大復戯院が開業した1930年代ころの劇場では、台湾語(閩南語)で演じる古典演劇の歌仔戯(コアヒ)・布袋戯(ポテヒ)、あるいは現代劇である新劇が盛んに上演されていました。1947年の二二八事件後、野外での集会が禁止されたことから、それまで野外劇の方式で観衆を集めていた歌仔戯・布袋戯の劇団もチケット方式の入場客を集める屋内劇場へと上演場所を切り替えていきました。伝統的な人形劇にレコードによる音楽や効果音といった派手な演出を加えた金光布袋戯はとくに好評を集めました。1950年代以降、香港からの映画フィルム輸入を契機に、徐々に台湾語歌劇である歌仔戯の内容を映画に改編した台湾語映画が撮影されるようになり、劇場での上映の主体はフィルム映画に切り替わっていきました。
中山路の商店街の歴史は?
中山路は北港朝天宮の参道として発展してきた北港のメインストリートで、現在も台湾各地から朝天宮を訪れる参拝客で賑わっています。日本統治時代の台湾では衛生改善を旗印に各地方都市で道路拡張や水道整備が行われました。とくに北港では1906年の嘉義地震で多数の建物が倒壊したことを契機に碁盤状にする区画整備がすすめられ、現在中山路とよばれている参道の商店街「宮前街」が整備されました。このときに現在の西洋風ファサードとバルコニーをもったアーケード商店街できあがりました。壁面に燕の装飾が並ぶ「燕子楼」こと世一賓館の建物は1937年建築で、北港の後期植民地建築の一つです。現在振興戯院となっている建物も1939年に西洋風建築に建て替えられ、戦後に劇場へと改装されました。
中山路(前野清太朗提供)
日本統治時代の建築が経てきた歴史は?
日本統治時代の建物のうち、公的施設や日本企業所有のものは第二次大戦後に中華民国によって接収され、多くはそのまま役所の施設や公務員宿舎に転 用されました。ただし日本統治を象徴する神社等は解体され、地名の改称(宮前街→中山路)が行われました。一方、地元住民所有の建物については第二次大戦後もそのまま営業が続けられたことから、長らく日本統治 時代の景観を残していましたが、経済成長の中で徐々に建て替えが進み、現在では多くの建物が失われつつあります。2000年代以降、植民地時代の名残である各地の商店街は「老街」(ラオジエ)と呼ばれて地方自治体や住民団体による町並み保存活動の対象になっています。

■ 資料
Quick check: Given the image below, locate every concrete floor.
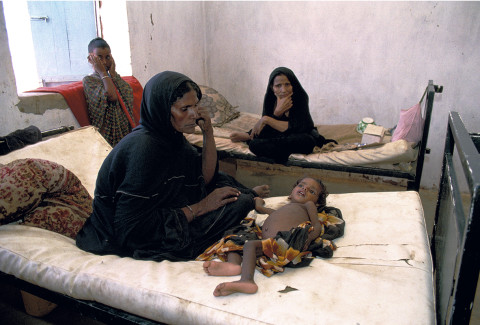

■ 課題の指示
[1] ページ抜粋のうち「日本統治時代の建物のうち」で始まる段落を、主な事実を残したまま箇条書きにまとめてください。
[2] 北港の劇場と町並みを扱ったページ抜粋の文章を、最後の文の後から書き継いでください。
資料の行を見なくても、どの課題にも答えられます。

■ 解答例
[1]
- 公的施設や日本企業所有の建物は、第二次大戦後に中華民国に接収され、多くが役所の施設や公務員宿舎に転用された。
- 神社など日本統治を象徴するものは解体され、宮前街が中山路となるなど地名も改称された。
- 地元住民所有の建物は戦後も営業が続き、長く日本統治時代の景観を残したが、経済成長の中で建て替えが進み、多くが失われつつある。
- 2000年代以降、植民地時代の名残である各地の商店街は「老街」と呼ばれ、地方自治体や住民団体による町並み保存活動の対象となっている。

[2]
さらに学びを深めよう
- 【事前学習】【事後学習】楊力州監督が布袋戯(ポテヒ)の人間国宝である陳錫煌を撮ったドキュメンタリー映画『台湾、街かどの人形劇』(2018年)を見てみましょう。
- 【事前学習】【事後学習】日本統治期の建築の戦後の用途について調べてみましょう。 ・
参考資料
第二次大戦後の台湾映画の歴史については戸張東夫・廖金鳳・陳儒修 『台湾映画のすべて』(丸善、2006年)、小山三郎編 『台湾映画 ――台湾の歴史・社会を知る窓口』(晃洋書房、2008年)に詳しく記載されています。布袋戯・歌仔戯については、やや専門的ではありますが、陳培豊『歌唱台湾――重層的植民地統治下における台湾語流行歌の変遷』(三元社、2021年)に戦後の大衆文化との関わりを交えた解説をしてくれています。また北港ほか廟と市街の形成については、タイトルに「中国人の」とありますが、郭中端・堀込憲二 『中国人の街づくり』(相模書房、1980年)が詳しいです。建築の細かな装飾等については辛永勝・楊朝景 『台湾レトロ建築案内』(エクスナレッジ、2018年)と合わせると面白く見ることができるでしょう。